(PAGE TEXT begins)

For decades the job of surveillance was hindered by practical, economic
and legal limitations.  In the new century technology is rapidly razing
the first two hurdles; now terrorism is helping remove the last.  That
alarms civil libertarians and privacy advocates.  They rightly worry
that, as we embrace intrusive monitoring tools to hound the hundreds who
might be plotting terrorist attacks, millions of Americans will lose
another layer of the right to be left alone. 

This "war," if it escalates to that scale, will necessarily include
maneuvers at home, putting citizens in the line of fire and within
earshot of electronic snooping.  The U.S.  must make difficult
decisions: How much privacy should we give up to prevent a new round of
terror, and what must be done to ensure things don't go too far? It is
now feasible to equip everyone with a unique "smart card" that tracks
where they have been, grants entry to guarded areas and bars them from
others.  But would you want a law that forces you to carry a card at all
times?

(PAGE TEXT ends)
(RECORD EXCERPTS begins)

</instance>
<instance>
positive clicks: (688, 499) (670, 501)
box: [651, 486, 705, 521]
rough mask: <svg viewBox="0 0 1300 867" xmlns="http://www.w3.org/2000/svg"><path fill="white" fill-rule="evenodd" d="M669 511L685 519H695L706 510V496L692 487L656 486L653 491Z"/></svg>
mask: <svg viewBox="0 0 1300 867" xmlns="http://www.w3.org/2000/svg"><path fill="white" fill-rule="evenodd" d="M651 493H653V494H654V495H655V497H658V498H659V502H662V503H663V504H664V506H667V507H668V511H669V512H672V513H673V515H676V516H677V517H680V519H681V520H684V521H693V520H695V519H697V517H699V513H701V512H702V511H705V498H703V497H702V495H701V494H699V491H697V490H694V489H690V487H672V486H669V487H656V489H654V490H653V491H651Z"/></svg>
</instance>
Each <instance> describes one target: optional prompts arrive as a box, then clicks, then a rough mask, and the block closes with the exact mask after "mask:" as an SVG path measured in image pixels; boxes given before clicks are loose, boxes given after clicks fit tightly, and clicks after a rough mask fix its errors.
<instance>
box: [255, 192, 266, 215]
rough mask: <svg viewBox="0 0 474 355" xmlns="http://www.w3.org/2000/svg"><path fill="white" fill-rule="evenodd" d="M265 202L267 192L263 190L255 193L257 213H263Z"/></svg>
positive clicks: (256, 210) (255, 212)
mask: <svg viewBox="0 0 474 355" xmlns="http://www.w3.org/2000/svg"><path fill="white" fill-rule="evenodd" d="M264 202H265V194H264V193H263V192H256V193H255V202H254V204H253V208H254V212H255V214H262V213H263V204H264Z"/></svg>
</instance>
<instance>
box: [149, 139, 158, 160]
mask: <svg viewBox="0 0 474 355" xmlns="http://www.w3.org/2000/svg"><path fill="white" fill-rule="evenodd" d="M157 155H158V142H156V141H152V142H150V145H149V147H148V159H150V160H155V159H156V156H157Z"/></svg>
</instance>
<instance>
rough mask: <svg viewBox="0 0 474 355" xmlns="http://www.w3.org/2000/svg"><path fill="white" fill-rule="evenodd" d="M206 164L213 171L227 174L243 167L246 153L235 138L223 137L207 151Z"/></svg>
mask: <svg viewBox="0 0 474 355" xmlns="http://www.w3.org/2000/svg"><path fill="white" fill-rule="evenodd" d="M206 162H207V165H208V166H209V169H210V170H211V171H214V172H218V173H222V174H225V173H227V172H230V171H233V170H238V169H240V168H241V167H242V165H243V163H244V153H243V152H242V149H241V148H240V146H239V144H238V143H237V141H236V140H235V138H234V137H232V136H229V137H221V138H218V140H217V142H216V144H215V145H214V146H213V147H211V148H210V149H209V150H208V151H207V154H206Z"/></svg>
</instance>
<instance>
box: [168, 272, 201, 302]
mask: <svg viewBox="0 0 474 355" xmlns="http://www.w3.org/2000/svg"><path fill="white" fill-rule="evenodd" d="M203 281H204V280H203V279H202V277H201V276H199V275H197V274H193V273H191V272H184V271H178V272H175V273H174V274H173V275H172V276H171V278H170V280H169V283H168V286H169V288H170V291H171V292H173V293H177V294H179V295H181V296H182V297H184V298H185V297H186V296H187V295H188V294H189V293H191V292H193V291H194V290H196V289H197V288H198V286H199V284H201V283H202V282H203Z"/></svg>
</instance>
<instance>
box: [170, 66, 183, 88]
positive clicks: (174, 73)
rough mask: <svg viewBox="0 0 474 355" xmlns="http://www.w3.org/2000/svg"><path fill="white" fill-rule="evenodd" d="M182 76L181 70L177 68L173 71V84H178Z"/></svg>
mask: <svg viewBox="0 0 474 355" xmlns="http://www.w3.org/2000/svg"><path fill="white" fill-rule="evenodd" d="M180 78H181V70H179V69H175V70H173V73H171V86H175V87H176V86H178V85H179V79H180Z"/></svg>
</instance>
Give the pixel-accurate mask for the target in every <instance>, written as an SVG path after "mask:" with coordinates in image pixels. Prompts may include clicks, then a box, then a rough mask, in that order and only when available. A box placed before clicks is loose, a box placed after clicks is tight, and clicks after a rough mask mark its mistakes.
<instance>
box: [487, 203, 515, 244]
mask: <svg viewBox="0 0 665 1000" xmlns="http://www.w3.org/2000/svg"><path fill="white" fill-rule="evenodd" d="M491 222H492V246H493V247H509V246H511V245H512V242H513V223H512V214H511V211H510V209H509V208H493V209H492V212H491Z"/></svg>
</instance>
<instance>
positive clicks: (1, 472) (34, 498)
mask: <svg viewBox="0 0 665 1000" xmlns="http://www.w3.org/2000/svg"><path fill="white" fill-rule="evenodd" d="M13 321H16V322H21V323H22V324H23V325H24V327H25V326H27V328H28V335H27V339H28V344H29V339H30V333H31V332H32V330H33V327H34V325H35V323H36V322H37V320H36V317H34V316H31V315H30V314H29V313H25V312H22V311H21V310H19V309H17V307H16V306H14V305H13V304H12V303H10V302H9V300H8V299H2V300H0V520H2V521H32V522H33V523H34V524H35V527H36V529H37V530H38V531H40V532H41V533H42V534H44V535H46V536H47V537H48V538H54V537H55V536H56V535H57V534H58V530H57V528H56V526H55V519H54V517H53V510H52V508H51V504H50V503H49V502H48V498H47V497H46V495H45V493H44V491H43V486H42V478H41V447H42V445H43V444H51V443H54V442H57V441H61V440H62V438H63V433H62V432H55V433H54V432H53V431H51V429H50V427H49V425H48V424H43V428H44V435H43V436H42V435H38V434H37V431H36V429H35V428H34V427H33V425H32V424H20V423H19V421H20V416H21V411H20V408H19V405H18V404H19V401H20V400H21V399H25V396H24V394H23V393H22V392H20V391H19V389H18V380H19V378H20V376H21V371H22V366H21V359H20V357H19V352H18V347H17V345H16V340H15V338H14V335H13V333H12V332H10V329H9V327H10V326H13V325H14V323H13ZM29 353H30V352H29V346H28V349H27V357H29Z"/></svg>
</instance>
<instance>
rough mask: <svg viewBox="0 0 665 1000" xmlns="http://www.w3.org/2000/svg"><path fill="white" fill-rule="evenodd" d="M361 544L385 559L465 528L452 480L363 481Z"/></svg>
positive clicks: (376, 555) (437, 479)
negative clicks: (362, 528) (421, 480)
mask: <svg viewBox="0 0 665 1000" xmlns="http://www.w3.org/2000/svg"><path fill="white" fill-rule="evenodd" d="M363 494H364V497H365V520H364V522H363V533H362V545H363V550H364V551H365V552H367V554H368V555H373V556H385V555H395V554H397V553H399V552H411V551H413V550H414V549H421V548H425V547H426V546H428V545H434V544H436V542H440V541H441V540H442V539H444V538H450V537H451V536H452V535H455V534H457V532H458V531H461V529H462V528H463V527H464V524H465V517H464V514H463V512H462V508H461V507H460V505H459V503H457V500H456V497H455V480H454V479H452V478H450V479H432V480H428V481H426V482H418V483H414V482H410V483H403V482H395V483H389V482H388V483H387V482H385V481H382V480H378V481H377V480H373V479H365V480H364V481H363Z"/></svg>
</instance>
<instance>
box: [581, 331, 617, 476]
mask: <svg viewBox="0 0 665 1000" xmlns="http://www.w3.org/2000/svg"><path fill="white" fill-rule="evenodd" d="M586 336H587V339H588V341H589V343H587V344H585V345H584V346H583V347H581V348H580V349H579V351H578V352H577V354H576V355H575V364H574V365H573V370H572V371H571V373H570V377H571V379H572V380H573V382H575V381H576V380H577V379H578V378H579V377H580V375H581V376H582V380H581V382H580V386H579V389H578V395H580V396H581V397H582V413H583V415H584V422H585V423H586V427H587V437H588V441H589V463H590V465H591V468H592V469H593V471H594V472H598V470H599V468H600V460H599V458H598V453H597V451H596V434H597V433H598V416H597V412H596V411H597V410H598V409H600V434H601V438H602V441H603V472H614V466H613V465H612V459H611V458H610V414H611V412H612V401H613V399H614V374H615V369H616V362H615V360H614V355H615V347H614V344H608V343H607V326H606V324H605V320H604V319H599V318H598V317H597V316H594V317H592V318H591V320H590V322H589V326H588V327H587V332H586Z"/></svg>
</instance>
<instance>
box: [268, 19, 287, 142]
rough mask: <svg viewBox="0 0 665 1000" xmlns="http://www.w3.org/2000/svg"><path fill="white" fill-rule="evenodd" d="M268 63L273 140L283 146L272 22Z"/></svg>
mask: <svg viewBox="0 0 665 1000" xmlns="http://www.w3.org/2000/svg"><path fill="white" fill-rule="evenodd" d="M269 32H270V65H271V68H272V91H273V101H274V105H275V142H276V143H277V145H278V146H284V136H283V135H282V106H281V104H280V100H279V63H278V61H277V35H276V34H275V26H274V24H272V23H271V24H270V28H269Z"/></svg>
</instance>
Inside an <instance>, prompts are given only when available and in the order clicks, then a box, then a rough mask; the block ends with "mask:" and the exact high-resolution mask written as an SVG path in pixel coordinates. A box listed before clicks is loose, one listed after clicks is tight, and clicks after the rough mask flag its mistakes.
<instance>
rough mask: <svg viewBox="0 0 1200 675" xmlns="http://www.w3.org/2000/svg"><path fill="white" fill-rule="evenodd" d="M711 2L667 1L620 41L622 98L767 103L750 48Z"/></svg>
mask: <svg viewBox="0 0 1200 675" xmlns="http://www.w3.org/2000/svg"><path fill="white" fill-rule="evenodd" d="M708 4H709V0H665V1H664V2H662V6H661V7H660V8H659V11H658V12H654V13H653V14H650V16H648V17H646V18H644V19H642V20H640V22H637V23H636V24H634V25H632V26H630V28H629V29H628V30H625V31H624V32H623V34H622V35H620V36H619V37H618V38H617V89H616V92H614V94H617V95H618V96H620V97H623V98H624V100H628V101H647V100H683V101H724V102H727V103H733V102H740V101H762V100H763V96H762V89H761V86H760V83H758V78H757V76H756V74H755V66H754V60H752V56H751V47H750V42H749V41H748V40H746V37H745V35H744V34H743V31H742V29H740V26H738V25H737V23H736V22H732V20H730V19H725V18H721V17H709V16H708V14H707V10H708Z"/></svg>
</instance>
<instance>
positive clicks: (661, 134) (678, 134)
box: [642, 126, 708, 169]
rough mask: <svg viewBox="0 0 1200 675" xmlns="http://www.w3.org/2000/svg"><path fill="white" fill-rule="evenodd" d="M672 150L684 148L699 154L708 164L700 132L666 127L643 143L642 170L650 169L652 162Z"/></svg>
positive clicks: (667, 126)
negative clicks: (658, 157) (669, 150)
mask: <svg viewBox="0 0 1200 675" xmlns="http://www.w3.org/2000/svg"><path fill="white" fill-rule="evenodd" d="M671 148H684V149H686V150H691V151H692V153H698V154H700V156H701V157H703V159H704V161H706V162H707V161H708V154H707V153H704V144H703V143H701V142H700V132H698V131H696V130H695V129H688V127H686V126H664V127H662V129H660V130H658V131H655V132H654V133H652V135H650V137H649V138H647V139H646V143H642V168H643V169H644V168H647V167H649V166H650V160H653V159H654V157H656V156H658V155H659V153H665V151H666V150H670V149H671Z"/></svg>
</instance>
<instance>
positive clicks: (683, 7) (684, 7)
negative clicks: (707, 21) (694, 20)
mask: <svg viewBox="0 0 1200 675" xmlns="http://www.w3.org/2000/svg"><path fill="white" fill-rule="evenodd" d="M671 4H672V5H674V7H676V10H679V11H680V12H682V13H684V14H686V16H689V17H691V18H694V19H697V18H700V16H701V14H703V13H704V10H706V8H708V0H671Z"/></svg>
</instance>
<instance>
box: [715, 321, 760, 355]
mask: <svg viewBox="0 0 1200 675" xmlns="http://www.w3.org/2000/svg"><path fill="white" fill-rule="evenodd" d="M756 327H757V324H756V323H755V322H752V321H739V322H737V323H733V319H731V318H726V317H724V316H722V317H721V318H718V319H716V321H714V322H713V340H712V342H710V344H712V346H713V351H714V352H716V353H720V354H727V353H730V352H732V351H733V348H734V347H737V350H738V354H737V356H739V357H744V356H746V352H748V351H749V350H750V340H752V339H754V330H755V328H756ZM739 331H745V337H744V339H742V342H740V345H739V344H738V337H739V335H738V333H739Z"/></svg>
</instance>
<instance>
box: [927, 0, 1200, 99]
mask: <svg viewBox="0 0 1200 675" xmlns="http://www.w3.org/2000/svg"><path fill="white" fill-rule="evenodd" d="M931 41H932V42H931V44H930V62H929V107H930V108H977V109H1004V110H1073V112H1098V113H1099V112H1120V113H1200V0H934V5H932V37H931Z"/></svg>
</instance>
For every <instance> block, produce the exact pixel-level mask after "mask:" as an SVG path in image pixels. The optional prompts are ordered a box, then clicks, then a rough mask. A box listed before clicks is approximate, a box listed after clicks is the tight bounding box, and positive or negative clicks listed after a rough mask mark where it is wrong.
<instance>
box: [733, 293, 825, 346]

(RECORD EXCERPTS ends)

■ **ACTIVITIES**:
(a) According to the passage on surveillance and privacy, what kinds of limitations hindered surveillance for decades?
(b) Write the next part of the passage on surveillance and privacy.

■ **RESULTS BY TASK**:
(a) Practical, economic and legal limitations.

(b)
"Once you create these tools, it's very tempting to use them," says
Jonathan Zittrain, a Harvard Law professor.  "Once the information
exists, it's very hard to say you can't access it because that wasn't
its intended use."

Surveillance technology, once it is installed for public safety
purposes, quickly infiltrates other parts of our lives.  Iris scanning
was first developed for identification, a harmless role; in a creepy
twist, a firm called Iritech in San Jose, Calif.  has just released a
device that scans the eye to detect recent drug use.  It claims 95%
accuracy.  Last month Panasonic unveiled the Authenticam, a PC camera
that uses iris-ID. 

In May US Airways supplemented the use of ID tags at the Charlotte, N.C.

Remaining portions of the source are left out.